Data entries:
--

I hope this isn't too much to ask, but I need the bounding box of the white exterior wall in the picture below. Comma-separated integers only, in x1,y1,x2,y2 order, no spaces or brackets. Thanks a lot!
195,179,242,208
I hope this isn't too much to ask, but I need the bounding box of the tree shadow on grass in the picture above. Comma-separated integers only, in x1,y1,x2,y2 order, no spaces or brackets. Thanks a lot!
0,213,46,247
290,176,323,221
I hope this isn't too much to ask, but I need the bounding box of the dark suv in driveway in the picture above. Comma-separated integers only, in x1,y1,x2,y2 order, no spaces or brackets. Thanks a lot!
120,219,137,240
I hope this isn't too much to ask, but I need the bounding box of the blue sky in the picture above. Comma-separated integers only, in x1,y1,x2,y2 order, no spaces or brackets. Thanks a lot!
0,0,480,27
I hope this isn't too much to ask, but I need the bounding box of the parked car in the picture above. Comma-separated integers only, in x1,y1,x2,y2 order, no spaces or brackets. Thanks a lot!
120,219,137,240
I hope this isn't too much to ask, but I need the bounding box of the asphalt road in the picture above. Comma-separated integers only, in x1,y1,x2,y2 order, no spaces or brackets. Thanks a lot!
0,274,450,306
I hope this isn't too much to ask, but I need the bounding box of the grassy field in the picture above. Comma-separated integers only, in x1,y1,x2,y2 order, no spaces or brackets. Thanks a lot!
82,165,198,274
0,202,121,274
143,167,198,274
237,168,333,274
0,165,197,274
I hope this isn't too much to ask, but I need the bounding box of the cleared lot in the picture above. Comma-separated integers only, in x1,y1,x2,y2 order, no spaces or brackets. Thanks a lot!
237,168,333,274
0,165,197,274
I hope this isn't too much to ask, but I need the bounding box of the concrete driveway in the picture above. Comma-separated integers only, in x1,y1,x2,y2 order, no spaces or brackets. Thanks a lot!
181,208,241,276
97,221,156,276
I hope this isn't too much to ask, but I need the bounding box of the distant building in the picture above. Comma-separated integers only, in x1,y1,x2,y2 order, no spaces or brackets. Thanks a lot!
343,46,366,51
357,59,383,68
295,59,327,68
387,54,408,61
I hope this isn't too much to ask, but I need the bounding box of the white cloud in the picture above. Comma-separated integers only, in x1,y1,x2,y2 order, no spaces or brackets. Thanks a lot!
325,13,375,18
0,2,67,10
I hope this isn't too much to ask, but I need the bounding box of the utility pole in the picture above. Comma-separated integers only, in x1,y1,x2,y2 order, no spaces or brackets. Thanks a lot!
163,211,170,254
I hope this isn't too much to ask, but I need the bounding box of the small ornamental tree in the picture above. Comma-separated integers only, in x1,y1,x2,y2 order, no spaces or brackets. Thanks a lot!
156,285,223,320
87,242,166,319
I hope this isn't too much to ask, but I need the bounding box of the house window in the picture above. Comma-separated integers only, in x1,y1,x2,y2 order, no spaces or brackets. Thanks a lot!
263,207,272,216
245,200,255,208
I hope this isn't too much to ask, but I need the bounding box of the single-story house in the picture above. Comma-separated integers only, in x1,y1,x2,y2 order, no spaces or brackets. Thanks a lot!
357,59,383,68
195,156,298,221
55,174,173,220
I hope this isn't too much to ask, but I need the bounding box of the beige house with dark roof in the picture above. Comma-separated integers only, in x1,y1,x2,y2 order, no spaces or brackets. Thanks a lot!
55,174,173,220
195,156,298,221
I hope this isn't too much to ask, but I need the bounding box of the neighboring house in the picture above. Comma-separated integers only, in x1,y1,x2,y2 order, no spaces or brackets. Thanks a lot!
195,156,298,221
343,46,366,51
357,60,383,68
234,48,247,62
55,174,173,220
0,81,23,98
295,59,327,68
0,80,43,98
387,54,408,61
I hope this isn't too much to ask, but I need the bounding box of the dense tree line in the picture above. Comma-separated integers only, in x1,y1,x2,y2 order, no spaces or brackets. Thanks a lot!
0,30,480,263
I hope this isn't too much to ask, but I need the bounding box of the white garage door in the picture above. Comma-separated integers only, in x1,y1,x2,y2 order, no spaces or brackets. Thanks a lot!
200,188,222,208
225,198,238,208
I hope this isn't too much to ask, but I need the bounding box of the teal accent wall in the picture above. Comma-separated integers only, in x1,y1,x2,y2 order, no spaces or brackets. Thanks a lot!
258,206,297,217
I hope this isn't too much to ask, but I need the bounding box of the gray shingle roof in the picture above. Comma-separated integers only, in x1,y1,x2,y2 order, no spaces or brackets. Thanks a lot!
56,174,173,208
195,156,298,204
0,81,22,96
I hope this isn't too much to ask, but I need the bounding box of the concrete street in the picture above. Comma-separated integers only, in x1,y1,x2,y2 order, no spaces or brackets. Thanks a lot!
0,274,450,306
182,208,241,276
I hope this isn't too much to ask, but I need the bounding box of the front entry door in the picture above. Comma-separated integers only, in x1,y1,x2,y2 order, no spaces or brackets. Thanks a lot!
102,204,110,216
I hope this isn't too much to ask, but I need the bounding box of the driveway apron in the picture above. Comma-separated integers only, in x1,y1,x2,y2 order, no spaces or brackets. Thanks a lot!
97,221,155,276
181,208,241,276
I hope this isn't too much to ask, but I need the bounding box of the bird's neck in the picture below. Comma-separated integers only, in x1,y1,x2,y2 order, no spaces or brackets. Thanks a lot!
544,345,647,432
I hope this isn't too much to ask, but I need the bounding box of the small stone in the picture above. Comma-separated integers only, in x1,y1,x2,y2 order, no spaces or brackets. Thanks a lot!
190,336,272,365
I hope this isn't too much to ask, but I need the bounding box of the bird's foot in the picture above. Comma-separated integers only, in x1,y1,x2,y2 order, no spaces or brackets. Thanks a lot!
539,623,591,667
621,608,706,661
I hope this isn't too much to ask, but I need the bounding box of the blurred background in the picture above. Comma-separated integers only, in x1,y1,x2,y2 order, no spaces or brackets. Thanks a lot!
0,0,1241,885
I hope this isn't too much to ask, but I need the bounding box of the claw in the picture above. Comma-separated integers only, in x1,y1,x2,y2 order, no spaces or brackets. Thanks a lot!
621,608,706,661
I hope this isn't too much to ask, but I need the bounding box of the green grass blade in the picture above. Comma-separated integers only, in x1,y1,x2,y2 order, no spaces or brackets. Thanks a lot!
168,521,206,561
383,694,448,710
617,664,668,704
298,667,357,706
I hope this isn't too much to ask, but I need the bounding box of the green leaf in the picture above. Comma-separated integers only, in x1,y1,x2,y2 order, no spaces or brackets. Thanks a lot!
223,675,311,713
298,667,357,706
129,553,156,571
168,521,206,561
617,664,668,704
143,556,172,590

--

TASK INSTRUCTIONS:
Write out every one of the entries above again, word for word and in the same order, changing nothing.

PROBLEM SOLUTION:
I hope this isn't too much to ask, but I need the bounding box of the white exterior wall in the picture below. Comma-separated integers only, in x1,y1,x2,y2 order, no spaces or brackets. Thanks a lot!
195,179,242,208
I hope this isn't too much to ask, but I need the bounding box of the tree shadow on grass in the picture above. Comma-separated integers only, in x1,y1,x2,y2 order, no spaces or brackets. Thanks a lot!
0,213,46,247
290,176,323,221
I hope this isn't too much to ask, but I need the bounding box of the dark suv in driveway in the picture above. Comma-separated integers only, in x1,y1,x2,y2 order, no spaces or brackets. Thanks a lot!
120,219,137,240
I hope this isn't too much to ask, but I need the bounding box of the blue sky in the picture above. Comma-separated integers only, in x1,y1,x2,y2 order, no spaces or brackets. Thanks a lot!
0,0,480,27
I hope this isn't too much to ask, but I need the bounding box of the parked car in the picture above. Comma-separated integers only, in x1,y1,x2,y2 order, no spaces or brackets. Thanks a lot!
120,219,137,240
I hope this isn't too much to ask, but I need the bounding box of the asphalt road in the picture above. Comma-separated integers only, in x1,y1,x2,y2 order, no spaces or brackets. Thanks a lot!
0,274,450,306
I hope this isn't too much to ask, but I need the bounding box of the grassy field in the picture above. Comma-separated integers only, in x1,y1,x2,y2 order, no spaces or brackets. Thanks a lot!
82,165,198,274
0,202,121,274
143,167,198,274
237,168,333,274
0,165,197,274
I hope this isn't too much to ask, but I need the bounding box of the cleared lot in the picture above. Comma-separated integers only, in x1,y1,x2,y2 order, no spaces or brackets. Thanks a lot!
237,168,333,274
0,165,197,274
I hope this isn't too much to ask, but I need the bounding box of the concrete driveway in the picture above. Comma-separated integers only, in x1,y1,x2,y2 order, no spaces or brackets. Thanks a lot!
181,208,241,276
97,221,156,276
I hope this isn't too much to ask, but I need the bounding box of the distant building in the picture above. Comma-separated integers only, in x1,y1,x2,y2 order, no spaces or brackets. Thanks a lot!
343,46,366,51
357,59,383,68
295,59,327,68
387,54,408,61
I hope this isn't too much to ask, but I need the bounding box of the white cloud in the picture above. Comma-separated integers only, in x1,y1,x2,y2 order, no spaces or brackets. Thanks a lot!
325,13,375,18
0,2,67,10
I hope this isn't too much to ask, but I need the bounding box of the utility pole in the picture above. Comma-separated integers only, in x1,y1,x2,y2 order, no spaces or brackets. Thanks a lot!
163,211,170,254
I hope this isn't too much to ask, but I need the bounding box of the small ornamental tree in the picture above. Comma-separated integers only, in x1,y1,x2,y2 order, no spaces or brackets. Thanks a lot!
156,285,223,320
87,242,166,319
I hope this isn't too much to ask, but I need the bounding box of the house window in the picture above. Comma-separated integers only, in x1,y1,x2,y2 order, no spaces or brackets. Thanks a lot!
263,207,272,216
245,200,255,208
I hope this isn't too much to ask, but I need the bounding box of the single-story house in the picture above. Comma-separated integers only, in x1,y1,x2,y2 order, no spaces or brackets. Thanks a lot!
357,59,383,68
195,156,298,221
55,174,173,220
I hope this isn't too much to ask, but I need the bounding box of the beige house with dark roof in the picture above. Comma-separated integers only, in x1,y1,x2,y2 order, no spaces or brackets. Thanks a lot!
55,174,173,220
195,156,298,221
I hope this isn't too much to ask, but I need the bounding box of the neighboring house in the picture above. Comma-separated integers only, in x1,y1,x2,y2 order, no spaces or brackets. Thanks a lot!
195,156,298,221
343,46,366,51
357,60,383,68
234,48,247,62
55,174,173,220
0,81,23,98
295,59,327,68
0,80,43,98
387,54,408,61
I hope this isn't too much to ask, but I need the bounding box of the dense tree line in the picture above. Comma-separated integers only, in x1,y1,x2,y2 order, no spaces or brackets. Thanks a lot!
0,30,480,263
I hope this isn't too much to ask, but I need the bounding box of the white garage door in the picture above. Comma-separated integers only, in x1,y1,x2,y2 order, no spaces or brackets. Thanks a lot!
200,188,222,208
225,198,238,208
I hope this isn't too much to ask, but I need the bounding box of the teal accent wall in the picture above. Comma-separated integers only, in x1,y1,x2,y2 order, no spaces or brackets. Thanks a lot!
258,206,297,217
I hope this isn't too much to ask, but I need the bounding box of the gray shingle roof in the picture above. Comma-separated integers only, in x1,y1,x2,y2 order, no spaces or brackets. Thanks a lot!
56,174,173,208
195,156,298,204
0,81,22,96
I hope this isn't too much to ask, but I need the bounding box of the concrete street in the picture above. Comma-separated integers only, in x1,y1,x2,y2 order, no spaces or brackets. Thanks a lot!
0,274,450,306
182,208,241,276
I hope this isn't too much to ask, but I need the bounding box of the front entry door in the picture above. Comma-separated integers only, in x1,y1,x2,y2 order, no spaces or brackets. Thanks a lot!
102,204,110,216
I hope this isn't too much to ask, but I need the bounding box of the driveway apron in the picture above. Comma-separated integers only, in x1,y1,x2,y2 order, no spaces or brackets. Thanks a lot!
97,221,155,276
181,208,241,276
I hope this isn't too much to ask, but I need the bounding box of the bird's neck in the picture below. Comma-separated integers only, in x1,y1,x2,y2 order, no spaces or brackets. Thanks a lot!
544,345,647,432
I hope this isn't too much to ask, but I need the bounding box of the small stone in the picture above. Comma-separated integers only, in x1,y1,x2,y2 order, no spaces or brackets. Thanks a lot!
190,336,272,365
I hope this isn't too much to ask, but I need the bounding box of the bird's foot in the picture above. Comma-separated integers only, in x1,y1,x2,y2 order, no spaces or brackets. Thanks a lot!
539,623,591,667
621,608,706,661
I hope this isn't too much to ask, but I need the bounding box of the blurred background in the picture above. Comma-separated integers only, in x1,y1,x2,y2 order, no spaces or brackets. Thanks a lot!
0,0,1241,885
I hope this isn't too much to ask, but I need the bounding box of the claw in the picture above. Comma-separated integers only, in x1,y1,x2,y2 order, no spaces or brackets. Thanks a lot!
621,608,706,661
I hope this isn't too much to ask, but I need the bounding box of the green grass blade in the picture above. Comma-separated integers only, in x1,y1,x2,y2 order, no spaces or brackets. Thanks a lot!
168,521,206,561
383,694,448,710
617,664,668,704
298,667,357,706
I hope this isn't too much to ask, but I need the bounding box of the green leaf in the picture above. Comma-separated integers only, in x1,y1,x2,y2 order, no spaces or brackets. Thanks a lot!
223,675,311,713
298,667,357,706
129,553,156,571
168,521,206,561
617,664,668,704
143,556,172,590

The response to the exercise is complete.